**SELECTED EXCERPT:**
Candy Mountain is a huge construct made by vegans and naturalists who wish to leave no imprint upon the natural world. They of allow no one into their preserve, and so when the leos, for Painter has brought his pride, for lack of  a better word, start hunting it is cause for concern. We learn that the people of Candy Mountain are so dedicated to their view of life that they will go into the preserve and find every bit of glass from a window that has broken and been flung far, so as not to have any effect on the environment. So the people of Candy Mountain send out Merric, a sensitive nature photographer and film maker, who is transformed by his encounter with the leos and leaves Candy Mountain for good.

Reynard once again betrays the location of Painter and Painter is hunted down and imprisoned, but in the meantime, a film by Merric about the leos is shown to the general public. Sten Gregorius sees the injustice behind the USE’s and federal government’s treatment of the leos. He has been transformed into a bit of an Arthurian figure by the death, murder really, of his father at Reynard’s hands, and leaves to save the leos.

**GIVEN EXERCISE 1:**
Please answer these questions about the plot summary on the leos and Candy Mountain, one line each:
(a) Whom do the people of Candy Mountain send out?
(b) Who once again betrays the location of Painter?
(c) Whose death turned Sten Gregorius into a bit of an Arthurian figure?
**GIVEN EXERCISE 2:** Carry the plot summary on the leos and Candy Mountain forward from its final sentence.

**RECORD EXCERPTS:**
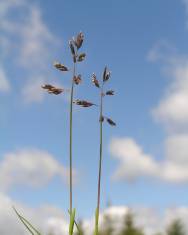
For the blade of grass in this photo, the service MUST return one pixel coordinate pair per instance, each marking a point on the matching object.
(27, 224)
(77, 226)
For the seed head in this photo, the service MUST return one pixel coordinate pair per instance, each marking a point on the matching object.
(71, 45)
(79, 40)
(106, 74)
(95, 81)
(112, 123)
(83, 103)
(110, 92)
(52, 90)
(47, 86)
(101, 119)
(60, 67)
(77, 79)
(81, 57)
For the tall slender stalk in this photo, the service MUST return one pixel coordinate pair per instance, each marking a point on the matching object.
(106, 76)
(100, 163)
(70, 144)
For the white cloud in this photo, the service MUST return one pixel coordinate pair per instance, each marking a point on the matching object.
(51, 219)
(134, 163)
(45, 218)
(32, 168)
(4, 83)
(150, 220)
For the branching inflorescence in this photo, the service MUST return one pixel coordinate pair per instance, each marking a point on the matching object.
(75, 44)
(102, 118)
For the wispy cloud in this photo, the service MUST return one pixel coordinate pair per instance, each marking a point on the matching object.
(31, 168)
(29, 38)
(46, 218)
(134, 163)
(172, 113)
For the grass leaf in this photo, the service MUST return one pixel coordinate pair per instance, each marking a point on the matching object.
(27, 224)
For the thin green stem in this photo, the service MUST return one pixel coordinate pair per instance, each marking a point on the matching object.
(70, 150)
(100, 163)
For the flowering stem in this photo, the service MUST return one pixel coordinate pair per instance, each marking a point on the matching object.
(100, 163)
(70, 150)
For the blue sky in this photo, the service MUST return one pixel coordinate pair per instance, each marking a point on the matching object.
(144, 44)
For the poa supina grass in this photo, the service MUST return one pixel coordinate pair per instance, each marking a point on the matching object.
(102, 118)
(75, 44)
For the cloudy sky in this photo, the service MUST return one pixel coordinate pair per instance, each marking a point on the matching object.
(144, 43)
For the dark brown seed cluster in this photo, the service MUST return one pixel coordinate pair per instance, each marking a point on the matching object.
(77, 79)
(105, 77)
(106, 74)
(52, 90)
(81, 57)
(75, 44)
(71, 45)
(110, 121)
(83, 103)
(110, 92)
(79, 40)
(95, 81)
(60, 67)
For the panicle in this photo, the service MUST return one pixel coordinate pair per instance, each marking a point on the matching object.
(95, 81)
(52, 89)
(60, 67)
(77, 79)
(79, 40)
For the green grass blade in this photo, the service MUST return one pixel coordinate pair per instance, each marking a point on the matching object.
(77, 226)
(97, 221)
(72, 221)
(27, 224)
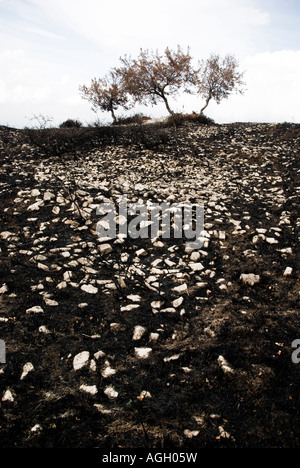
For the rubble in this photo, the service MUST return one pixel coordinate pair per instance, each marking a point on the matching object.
(90, 322)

**FINAL RESULT 1:**
(a) Merric, a sensitive nature photographer and film maker.
(b) Reynard.
(c) His father's, at Reynard's hands.

**FINAL RESULT 2:**
Along the way, Painter escapes once from company and meets Sweets and dog driven to sentient but not human awareness by experiments done to his frontal lobe. He wants to save his pack from the humans that wish to exterminate them. He meets Painter and elects him leader of the pack and together they leave the city. But Painter has been betrayed again, and Sweets is forced to leave Painter.

The story concludes with Loren, Sten, Painter, and Mika hiding from the government and waiting for the people to come to Sten, who plans to lead them into a better tomorrow. Reynard, who has died, shot by Caddie to appease the political forces that have imprisoned Painter. He comes back from the dead seemingly and we are never sure why he had his clone made. It is Reynard, but not, a continuation of him, made possible by cloning. It ends with the untrustworthy fox describing how men, and now Painter, must move the world, and he will move in it, because that is his nature, he can’t plan, only act.

This book points out through its narrative, men’s relationship to nature and how various types of people deal with it. In the leos, we see the romantic notion of “ if only we were like the animals, at one with nature, things would be better”. The leos are romanticized, but the problem with being like the leos, is that the leos are not humans. The humans who join them must give up much of themselves to be with them, on the other hand there is the USE that thinks that the world exists only to be useful to humans, again a misconception.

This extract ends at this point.